Exercise instructions:
Write the records out again exactly, leaving no images in.

Data provided:
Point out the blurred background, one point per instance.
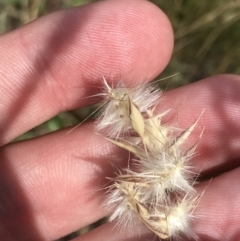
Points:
(207, 42)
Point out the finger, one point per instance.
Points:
(217, 215)
(56, 178)
(49, 65)
(218, 96)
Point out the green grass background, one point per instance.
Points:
(207, 42)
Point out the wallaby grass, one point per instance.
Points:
(206, 43)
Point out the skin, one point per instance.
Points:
(52, 185)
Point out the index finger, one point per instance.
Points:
(49, 65)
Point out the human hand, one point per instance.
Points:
(49, 186)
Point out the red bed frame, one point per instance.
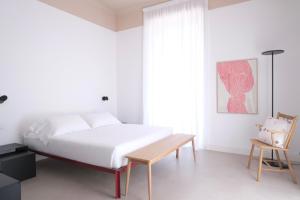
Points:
(116, 172)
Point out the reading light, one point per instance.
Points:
(105, 98)
(3, 98)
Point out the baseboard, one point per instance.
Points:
(294, 156)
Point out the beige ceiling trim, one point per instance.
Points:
(212, 4)
(115, 14)
(130, 20)
(91, 10)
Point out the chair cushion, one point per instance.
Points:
(280, 126)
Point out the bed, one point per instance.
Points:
(102, 148)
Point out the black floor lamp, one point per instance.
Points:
(273, 52)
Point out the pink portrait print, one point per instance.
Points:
(237, 78)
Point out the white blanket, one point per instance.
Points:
(104, 146)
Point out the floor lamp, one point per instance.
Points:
(272, 53)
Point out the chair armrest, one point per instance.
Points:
(273, 132)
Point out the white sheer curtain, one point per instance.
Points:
(173, 59)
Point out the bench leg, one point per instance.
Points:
(194, 151)
(149, 181)
(128, 176)
(117, 185)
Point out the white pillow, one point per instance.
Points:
(277, 125)
(56, 126)
(100, 119)
(66, 124)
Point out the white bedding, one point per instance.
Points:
(104, 146)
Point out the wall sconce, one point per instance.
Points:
(105, 98)
(3, 98)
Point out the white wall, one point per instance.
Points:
(244, 31)
(129, 75)
(51, 62)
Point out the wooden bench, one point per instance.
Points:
(154, 152)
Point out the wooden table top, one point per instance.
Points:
(159, 149)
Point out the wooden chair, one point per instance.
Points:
(263, 146)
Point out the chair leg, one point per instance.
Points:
(250, 156)
(291, 170)
(260, 164)
(278, 159)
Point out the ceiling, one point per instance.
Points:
(117, 15)
(119, 6)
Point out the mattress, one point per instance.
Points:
(105, 146)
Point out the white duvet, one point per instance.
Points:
(104, 146)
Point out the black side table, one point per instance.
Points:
(10, 189)
(17, 162)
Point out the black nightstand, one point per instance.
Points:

Reply:
Point out the blurred background, one point per instance.
Points:
(207, 42)
Point out the finger, one point per instance.
Points:
(217, 215)
(56, 178)
(49, 65)
(218, 96)
Point out the green grass background, one point per instance.
Points:
(207, 42)
Point out the wallaby grass, one point per instance.
Points:
(206, 43)
Point out the skin, one point per instance.
Points:
(52, 185)
Point out the index finger, one point per instance.
Points:
(49, 65)
Point out the human hand, one point per instance.
Points:
(49, 186)
Point out the red bed frame, one point per instance.
Points:
(116, 172)
Point out the reading light, one point per instance.
Points:
(105, 98)
(3, 98)
Point out the baseboard, one point per instance.
Points:
(294, 156)
Point out the beige ceiling trim, one point per instance.
Points:
(212, 4)
(115, 14)
(130, 20)
(91, 10)
Point out the chair cushion, one point per instance.
Points:
(280, 126)
Point out the bed, one point per instance.
Points:
(102, 148)
Point out the black floor lamp, one point per instance.
Points:
(273, 52)
Point out the pink portrait print, one point per instance.
Points:
(237, 78)
Point out the white blanket, one point per instance.
Points:
(104, 146)
Point out the floor lamp, one point per instance.
Points:
(272, 53)
Point out the chair armrest, one point per instance.
Points:
(273, 132)
Point out the white sheer curtain, one point per instance.
Points:
(173, 59)
Point out the bench leg, one point per instance.
Points:
(194, 151)
(149, 181)
(128, 176)
(117, 185)
Point out the white pillow, one point per instance.
Points:
(277, 125)
(56, 126)
(100, 119)
(66, 124)
Point out the white bedding, one point per instance.
Points:
(104, 146)
Point out the wall sconce, one point per instance.
Points:
(105, 98)
(3, 98)
Point out the white wall, one point per instance.
Points:
(244, 31)
(129, 75)
(51, 62)
Point out the wooden bench, one point per instance.
Points:
(154, 152)
Point out the wooden table top, one point per instance.
Points:
(159, 149)
Point out the wooden chair, one point per instance.
Points:
(263, 146)
Point out the chair leg, one point per instance.
Points:
(250, 156)
(291, 170)
(260, 164)
(278, 159)
Point out the ceiling, one point per instance.
Points:
(117, 15)
(119, 6)
Point out the mattress, one point per instance.
Points:
(105, 146)
Point out the white duvet, one point per instance.
Points:
(104, 146)
Point out the black side table, one point per instance.
Points:
(10, 189)
(17, 162)
Point out the black nightstand, one point per instance.
Points:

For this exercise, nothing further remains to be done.